====== Data rows
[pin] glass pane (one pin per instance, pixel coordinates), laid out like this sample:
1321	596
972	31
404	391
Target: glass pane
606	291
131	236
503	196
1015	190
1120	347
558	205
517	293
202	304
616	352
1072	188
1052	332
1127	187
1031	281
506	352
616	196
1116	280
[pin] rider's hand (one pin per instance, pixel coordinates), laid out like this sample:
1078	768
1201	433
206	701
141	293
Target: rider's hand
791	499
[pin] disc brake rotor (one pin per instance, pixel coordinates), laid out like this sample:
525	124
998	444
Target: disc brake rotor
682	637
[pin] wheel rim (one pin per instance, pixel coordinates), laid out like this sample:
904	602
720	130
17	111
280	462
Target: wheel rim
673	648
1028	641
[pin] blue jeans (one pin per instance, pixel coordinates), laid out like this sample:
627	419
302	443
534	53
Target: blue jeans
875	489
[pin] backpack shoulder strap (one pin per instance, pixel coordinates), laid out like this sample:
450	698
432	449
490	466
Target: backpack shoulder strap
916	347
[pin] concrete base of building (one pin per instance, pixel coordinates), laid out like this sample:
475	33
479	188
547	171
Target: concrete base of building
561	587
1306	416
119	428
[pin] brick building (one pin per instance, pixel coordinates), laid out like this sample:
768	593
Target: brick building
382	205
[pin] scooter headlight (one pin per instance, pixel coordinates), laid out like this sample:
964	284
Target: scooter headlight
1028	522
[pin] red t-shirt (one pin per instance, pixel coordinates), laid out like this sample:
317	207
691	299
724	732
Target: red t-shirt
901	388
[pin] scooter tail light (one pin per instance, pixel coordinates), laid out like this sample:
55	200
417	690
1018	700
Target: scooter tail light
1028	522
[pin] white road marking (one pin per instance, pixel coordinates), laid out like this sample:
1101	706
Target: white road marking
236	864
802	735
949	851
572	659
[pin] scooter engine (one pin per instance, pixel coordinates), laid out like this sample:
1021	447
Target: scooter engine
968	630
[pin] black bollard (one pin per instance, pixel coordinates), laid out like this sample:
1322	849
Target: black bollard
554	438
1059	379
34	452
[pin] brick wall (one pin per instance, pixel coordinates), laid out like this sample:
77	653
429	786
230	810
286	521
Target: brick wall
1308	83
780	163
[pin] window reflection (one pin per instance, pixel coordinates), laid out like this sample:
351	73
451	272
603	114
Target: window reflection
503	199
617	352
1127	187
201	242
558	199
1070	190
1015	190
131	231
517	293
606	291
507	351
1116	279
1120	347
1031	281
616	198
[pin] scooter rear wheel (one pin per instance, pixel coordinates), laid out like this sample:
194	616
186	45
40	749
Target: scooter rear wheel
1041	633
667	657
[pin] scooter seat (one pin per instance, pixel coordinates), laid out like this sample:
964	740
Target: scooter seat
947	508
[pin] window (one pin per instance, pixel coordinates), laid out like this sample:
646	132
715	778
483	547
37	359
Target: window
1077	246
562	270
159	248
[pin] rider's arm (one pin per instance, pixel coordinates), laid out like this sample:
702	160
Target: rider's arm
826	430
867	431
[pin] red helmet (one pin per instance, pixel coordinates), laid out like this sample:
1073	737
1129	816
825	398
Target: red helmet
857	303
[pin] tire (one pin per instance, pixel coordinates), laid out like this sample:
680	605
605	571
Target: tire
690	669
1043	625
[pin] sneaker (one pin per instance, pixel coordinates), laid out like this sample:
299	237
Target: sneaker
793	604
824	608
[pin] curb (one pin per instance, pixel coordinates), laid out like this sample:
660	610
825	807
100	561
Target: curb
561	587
============
# What you will do:
Each line of the material above needs to be quoted exactly, please.

# Exercise output:
[pin] glass pane (one pin per instance, pixel coordinates), laid out like this sample:
1321	596
972	31
404	391
Target: glass pane
606	291
131	236
503	196
1015	190
1120	347
558	205
517	293
202	304
616	352
1072	188
1052	332
1127	187
1031	281
506	352
616	196
1116	280
[pin] rider's hand (one pin per instance, pixel coordinates), laid out like this sample:
1078	768
1201	433
206	701
141	293
Target: rider's hand
791	499
[pin] disc brake rotor (one pin per instance, pixel coordinates), laid out like this sample:
525	124
998	444
Target: disc brake rotor
682	637
[pin] wheel rim (one pin per instance, pixel coordinates), laid out like this sample:
904	602
720	130
17	111
280	462
Target: wheel rim
673	648
1028	641
[pin] blue jeans (one pin per instance, pixel coordinates), laid out like this sample:
627	419
302	443
534	53
Target: blue jeans
875	489
[pin] backpack shoulder strap (one pin per instance, pixel coordinates), laid out like this sample:
450	698
432	449
490	466
Target: backpack shoulder strap
916	347
[pin] concrete base of building (one pin per instance, pixel coordinates), laid out like this sample:
475	33
479	188
547	171
Target: concrete base of building
561	587
1306	416
119	428
[pin] brick building (one pin per instance, pixel coordinates), laid out like this sample:
768	593
Target: brick building
382	205
[pin] scooter headlight (one pin per instance, pixel coordinates), laid out like this sample:
964	284
Target: scooter headlight
1028	522
[pin] red t-shirt (one pin per instance, pixel coordinates), laid out like this sample:
317	207
691	299
724	732
Target: red t-shirt
901	388
[pin] scooter tail light (one pin per instance, pixel coordinates), laid out like this sample:
55	200
417	690
1018	700
Target: scooter tail light
1028	522
[pin] white road marking (one pin per instance, pixel coordinates), laid out like this sample:
1101	706
Target: white road marking
236	864
802	735
949	851
572	659
[pin] scooter engine (one pin per instance, pixel coordinates), laid out like this sample:
1021	447
Target: scooter engine
968	630
[pin] black bollard (one pin per instance, pixel coordinates), laid out like this sample:
1322	849
Target: black bollard
554	438
1059	379
34	452
[pin] brick wall (one pin per instance, pixel coordinates), laid out like this sample:
77	653
429	786
230	810
286	521
Target: brick wall
1308	83
780	163
[pin] window reflection (one pin per instance, pixel coordinates), laid out like this sample:
351	73
451	272
603	114
Target: window reflection
503	199
617	352
1127	187
201	242
558	199
1070	190
1015	190
131	231
517	293
606	291
507	351
1116	279
1120	347
1031	281
616	198
[pin] scooter rear wheel (one pin per instance, pixel coordinates), laid out like this sample:
194	616
186	45
40	749
Target: scooter rear wheel
1041	633
667	657
[pin] scooter seat (one pin per instance, pixel coordinates), laid out like this sample:
964	740
Target: scooter seat
947	508
[pin] window (one pin per instance, pixel coordinates), laid out like this sample:
646	132
715	778
483	547
37	359
Target: window
1077	246
562	270
159	248
[pin] rider's arm (one pin per instance, pixel coordinates), laid out like this sample:
702	160
Target: rider's arm
826	430
867	431
[pin] red helmet (one pin per instance, pixel coordinates), laid out like this sample:
1073	737
1129	816
825	398
Target: red helmet
857	303
[pin] tire (one pin per instance, pixel coordinates), laid out like this sample:
680	605
605	571
Target: tire
690	669
1043	625
[pin] sneaker (one pin per instance, pixel coordinates), laid out like this sample:
299	237
Target: sneaker
793	604
824	608
[pin] curb (one pin per instance, pixel coordinates), laid out like this sample:
660	610
825	807
100	561
Target: curb
561	587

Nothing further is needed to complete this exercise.